***** SUPPLIED MATERIAL

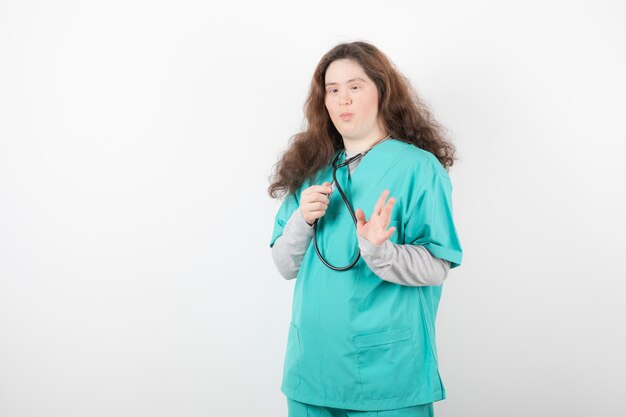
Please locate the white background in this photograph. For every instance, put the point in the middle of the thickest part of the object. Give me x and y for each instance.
(136, 142)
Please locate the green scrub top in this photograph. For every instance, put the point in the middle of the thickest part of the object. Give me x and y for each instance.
(356, 341)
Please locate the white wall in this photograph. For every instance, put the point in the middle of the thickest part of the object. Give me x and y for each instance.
(136, 141)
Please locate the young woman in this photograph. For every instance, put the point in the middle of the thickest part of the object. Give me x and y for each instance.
(362, 333)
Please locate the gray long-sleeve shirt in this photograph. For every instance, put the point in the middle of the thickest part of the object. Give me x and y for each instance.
(409, 265)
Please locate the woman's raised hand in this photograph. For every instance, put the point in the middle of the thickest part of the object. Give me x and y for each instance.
(375, 230)
(314, 202)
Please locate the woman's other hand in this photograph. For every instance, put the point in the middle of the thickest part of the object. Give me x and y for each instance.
(314, 202)
(375, 230)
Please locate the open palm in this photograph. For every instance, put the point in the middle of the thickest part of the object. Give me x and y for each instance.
(375, 230)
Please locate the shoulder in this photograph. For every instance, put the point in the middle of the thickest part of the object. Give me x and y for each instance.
(418, 161)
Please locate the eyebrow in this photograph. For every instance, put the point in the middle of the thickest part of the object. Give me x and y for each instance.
(349, 81)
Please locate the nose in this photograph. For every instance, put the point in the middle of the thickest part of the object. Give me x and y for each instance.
(345, 99)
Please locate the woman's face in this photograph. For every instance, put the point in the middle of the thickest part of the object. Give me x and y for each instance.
(352, 101)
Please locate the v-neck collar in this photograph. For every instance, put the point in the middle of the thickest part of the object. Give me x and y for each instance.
(362, 188)
(344, 157)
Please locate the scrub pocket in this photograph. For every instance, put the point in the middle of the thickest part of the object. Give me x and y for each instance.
(387, 364)
(291, 368)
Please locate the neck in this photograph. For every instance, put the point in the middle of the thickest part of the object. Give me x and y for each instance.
(354, 146)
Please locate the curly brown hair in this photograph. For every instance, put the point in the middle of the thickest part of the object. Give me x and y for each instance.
(404, 115)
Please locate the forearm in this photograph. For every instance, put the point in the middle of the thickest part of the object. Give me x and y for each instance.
(410, 265)
(290, 247)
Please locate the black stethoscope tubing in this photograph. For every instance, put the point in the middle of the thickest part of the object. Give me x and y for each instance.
(345, 200)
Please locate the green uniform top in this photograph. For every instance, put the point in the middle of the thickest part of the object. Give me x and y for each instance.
(356, 341)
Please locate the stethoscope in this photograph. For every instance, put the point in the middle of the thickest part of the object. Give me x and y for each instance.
(336, 166)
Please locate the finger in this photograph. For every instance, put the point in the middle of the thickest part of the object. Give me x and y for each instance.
(390, 232)
(385, 215)
(360, 217)
(381, 201)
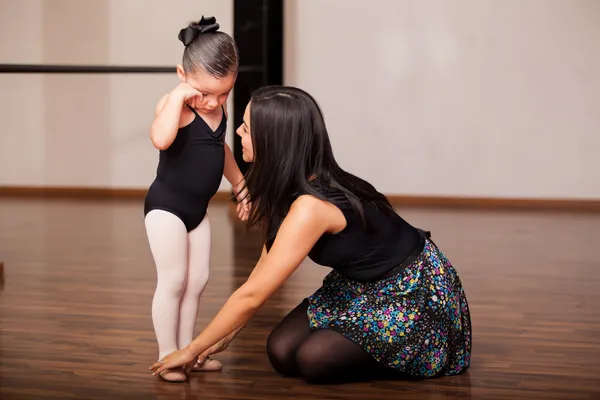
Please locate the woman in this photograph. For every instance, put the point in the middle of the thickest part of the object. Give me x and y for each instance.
(393, 303)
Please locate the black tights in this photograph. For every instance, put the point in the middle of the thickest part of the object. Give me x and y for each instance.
(322, 356)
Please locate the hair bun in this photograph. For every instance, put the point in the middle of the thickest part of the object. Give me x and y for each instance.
(187, 35)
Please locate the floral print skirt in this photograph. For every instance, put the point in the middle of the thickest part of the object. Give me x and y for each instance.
(416, 322)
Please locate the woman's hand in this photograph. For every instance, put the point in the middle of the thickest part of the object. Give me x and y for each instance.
(178, 358)
(220, 346)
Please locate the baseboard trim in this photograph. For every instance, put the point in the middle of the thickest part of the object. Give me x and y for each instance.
(592, 205)
(83, 192)
(528, 204)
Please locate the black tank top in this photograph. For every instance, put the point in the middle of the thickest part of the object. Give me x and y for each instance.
(364, 254)
(195, 160)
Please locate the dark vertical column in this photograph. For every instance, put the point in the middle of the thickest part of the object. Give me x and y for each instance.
(258, 31)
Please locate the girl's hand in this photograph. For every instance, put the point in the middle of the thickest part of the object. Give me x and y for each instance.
(188, 94)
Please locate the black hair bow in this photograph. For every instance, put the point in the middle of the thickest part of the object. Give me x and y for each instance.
(187, 35)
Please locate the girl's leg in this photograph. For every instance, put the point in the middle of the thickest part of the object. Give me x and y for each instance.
(168, 242)
(198, 267)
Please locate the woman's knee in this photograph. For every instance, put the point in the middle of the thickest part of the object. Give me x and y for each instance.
(281, 354)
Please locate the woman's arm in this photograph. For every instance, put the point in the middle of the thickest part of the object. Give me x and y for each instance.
(306, 221)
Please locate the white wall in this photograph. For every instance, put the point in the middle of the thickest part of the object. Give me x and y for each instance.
(496, 98)
(89, 130)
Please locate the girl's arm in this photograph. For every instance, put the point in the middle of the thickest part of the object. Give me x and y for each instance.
(168, 113)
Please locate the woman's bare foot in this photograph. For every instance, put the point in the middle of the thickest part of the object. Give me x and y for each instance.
(207, 365)
(173, 375)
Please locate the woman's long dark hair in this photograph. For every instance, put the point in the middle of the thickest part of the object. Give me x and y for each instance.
(293, 155)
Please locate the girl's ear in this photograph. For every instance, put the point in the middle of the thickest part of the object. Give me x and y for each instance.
(181, 73)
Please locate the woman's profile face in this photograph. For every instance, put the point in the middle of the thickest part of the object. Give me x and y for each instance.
(244, 133)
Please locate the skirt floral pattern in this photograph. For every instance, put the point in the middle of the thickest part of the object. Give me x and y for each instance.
(416, 322)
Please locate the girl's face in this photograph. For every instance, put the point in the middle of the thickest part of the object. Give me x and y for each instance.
(244, 133)
(215, 91)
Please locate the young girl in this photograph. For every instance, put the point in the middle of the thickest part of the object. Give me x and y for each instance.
(189, 130)
(393, 304)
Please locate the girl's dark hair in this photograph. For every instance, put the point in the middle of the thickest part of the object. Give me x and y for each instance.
(293, 155)
(207, 48)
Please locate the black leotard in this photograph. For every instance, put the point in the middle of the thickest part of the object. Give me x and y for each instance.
(189, 172)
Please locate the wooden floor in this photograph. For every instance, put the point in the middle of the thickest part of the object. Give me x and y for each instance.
(78, 282)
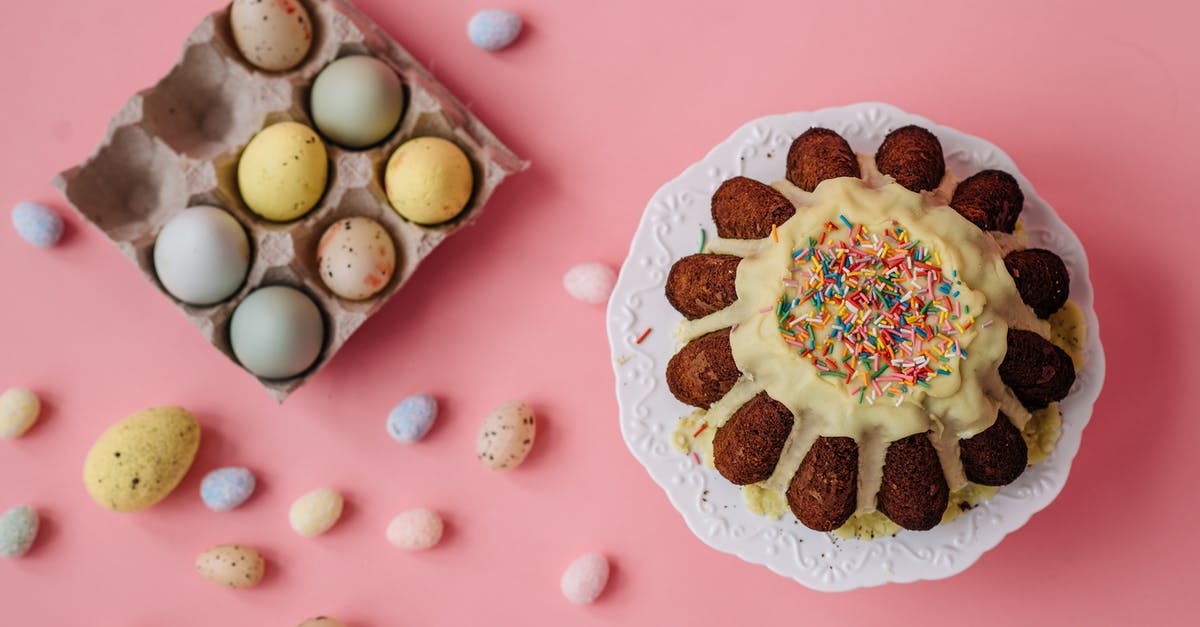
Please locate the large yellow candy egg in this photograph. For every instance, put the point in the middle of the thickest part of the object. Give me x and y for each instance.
(429, 180)
(282, 172)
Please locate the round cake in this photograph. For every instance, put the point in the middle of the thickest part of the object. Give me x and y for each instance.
(869, 336)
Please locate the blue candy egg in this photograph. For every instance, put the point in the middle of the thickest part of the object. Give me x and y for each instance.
(225, 489)
(37, 224)
(493, 29)
(412, 418)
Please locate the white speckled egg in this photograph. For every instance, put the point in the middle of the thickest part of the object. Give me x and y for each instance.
(225, 489)
(507, 436)
(412, 418)
(585, 579)
(415, 530)
(18, 530)
(355, 257)
(18, 412)
(273, 35)
(276, 332)
(357, 101)
(232, 566)
(316, 512)
(589, 282)
(202, 255)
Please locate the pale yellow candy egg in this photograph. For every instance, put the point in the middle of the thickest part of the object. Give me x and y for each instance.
(429, 180)
(282, 172)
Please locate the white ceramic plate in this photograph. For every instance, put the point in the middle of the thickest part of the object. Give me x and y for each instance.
(712, 506)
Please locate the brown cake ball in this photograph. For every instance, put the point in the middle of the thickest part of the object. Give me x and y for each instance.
(997, 455)
(703, 371)
(699, 285)
(745, 209)
(913, 493)
(913, 157)
(991, 199)
(823, 493)
(1041, 278)
(1038, 371)
(747, 448)
(820, 154)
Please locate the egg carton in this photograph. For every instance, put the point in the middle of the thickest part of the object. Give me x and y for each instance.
(177, 145)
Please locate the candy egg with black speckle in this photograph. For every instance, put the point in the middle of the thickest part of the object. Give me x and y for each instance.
(355, 257)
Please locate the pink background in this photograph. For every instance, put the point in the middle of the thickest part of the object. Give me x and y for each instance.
(1096, 101)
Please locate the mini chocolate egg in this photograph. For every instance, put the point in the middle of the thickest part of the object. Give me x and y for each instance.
(18, 530)
(507, 436)
(276, 332)
(18, 412)
(585, 579)
(316, 512)
(415, 530)
(589, 282)
(202, 255)
(232, 566)
(493, 29)
(429, 180)
(273, 35)
(37, 224)
(282, 172)
(355, 257)
(322, 621)
(357, 101)
(409, 421)
(141, 460)
(225, 489)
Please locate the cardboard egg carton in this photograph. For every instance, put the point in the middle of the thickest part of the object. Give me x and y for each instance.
(177, 145)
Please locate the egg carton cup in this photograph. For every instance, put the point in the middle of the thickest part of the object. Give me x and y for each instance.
(177, 145)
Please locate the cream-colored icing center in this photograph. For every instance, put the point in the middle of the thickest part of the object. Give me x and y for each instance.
(958, 404)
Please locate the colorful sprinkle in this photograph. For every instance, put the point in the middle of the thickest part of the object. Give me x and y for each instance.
(882, 299)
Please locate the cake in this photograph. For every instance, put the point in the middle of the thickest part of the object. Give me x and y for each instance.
(870, 335)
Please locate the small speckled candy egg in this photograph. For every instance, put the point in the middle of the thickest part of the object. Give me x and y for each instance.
(18, 412)
(37, 224)
(202, 255)
(585, 579)
(282, 172)
(273, 35)
(18, 530)
(232, 566)
(276, 332)
(415, 530)
(322, 621)
(429, 180)
(589, 282)
(493, 29)
(316, 512)
(357, 101)
(225, 489)
(412, 418)
(139, 460)
(507, 436)
(355, 257)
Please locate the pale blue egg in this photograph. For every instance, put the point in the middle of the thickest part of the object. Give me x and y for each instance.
(493, 29)
(412, 418)
(227, 488)
(37, 224)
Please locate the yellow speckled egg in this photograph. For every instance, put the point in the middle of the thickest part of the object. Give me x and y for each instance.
(316, 512)
(139, 460)
(429, 180)
(232, 566)
(282, 172)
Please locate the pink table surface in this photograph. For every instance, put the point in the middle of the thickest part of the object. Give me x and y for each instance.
(1096, 101)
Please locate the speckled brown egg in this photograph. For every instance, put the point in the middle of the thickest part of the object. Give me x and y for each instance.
(355, 258)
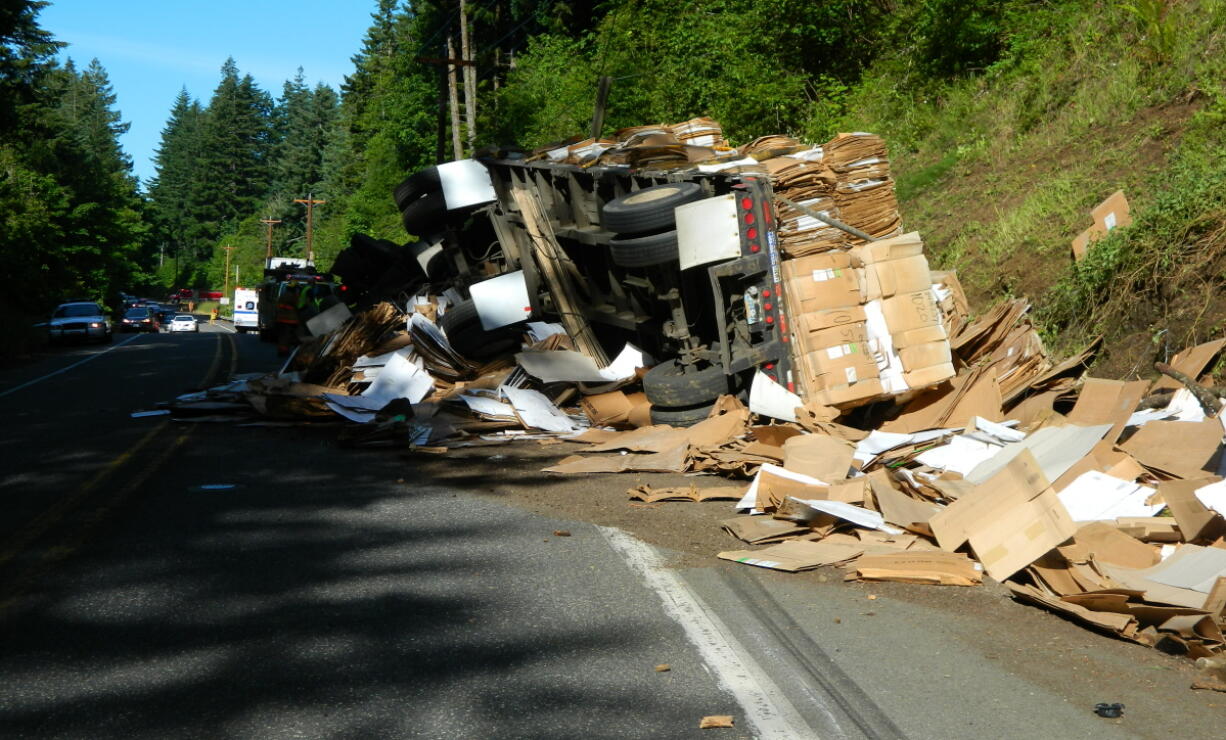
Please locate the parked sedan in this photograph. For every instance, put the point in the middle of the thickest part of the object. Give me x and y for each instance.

**********

▶ _TASK BRIEF_: Please repeat every line of the records unchanged, starting at the line that contains "Please locate the pale blue" and running through the end of the records. Omit the pictures from your answer.

▶ _TASK ANSWER_:
Please locate the pale blue egg in this photograph. For every instance, put the point in the middle of the thickest part of the object. Give me x and y for each instance.
(493, 29)
(412, 418)
(227, 488)
(37, 224)
Please locate the yellow speckled egg in this photograph. For every instance, put the point in the middle of the thickest part of the object. Give me x and y for each instance.
(316, 512)
(139, 460)
(429, 180)
(232, 566)
(282, 172)
Please locate the pink table surface in this photograph. For every instance, put the point in the middle of the thickest part of the object. Give me x and y for each instance.
(1096, 101)
Please locate the speckled brown egg in this photograph. For every instance, put the point in the middle of the thickest part of the object. Give me x and y for each instance.
(355, 258)
Please locate the parked sedan in this photograph. For every instance, put the point in the middle of the thickest part of the object. Give me x and y for each instance.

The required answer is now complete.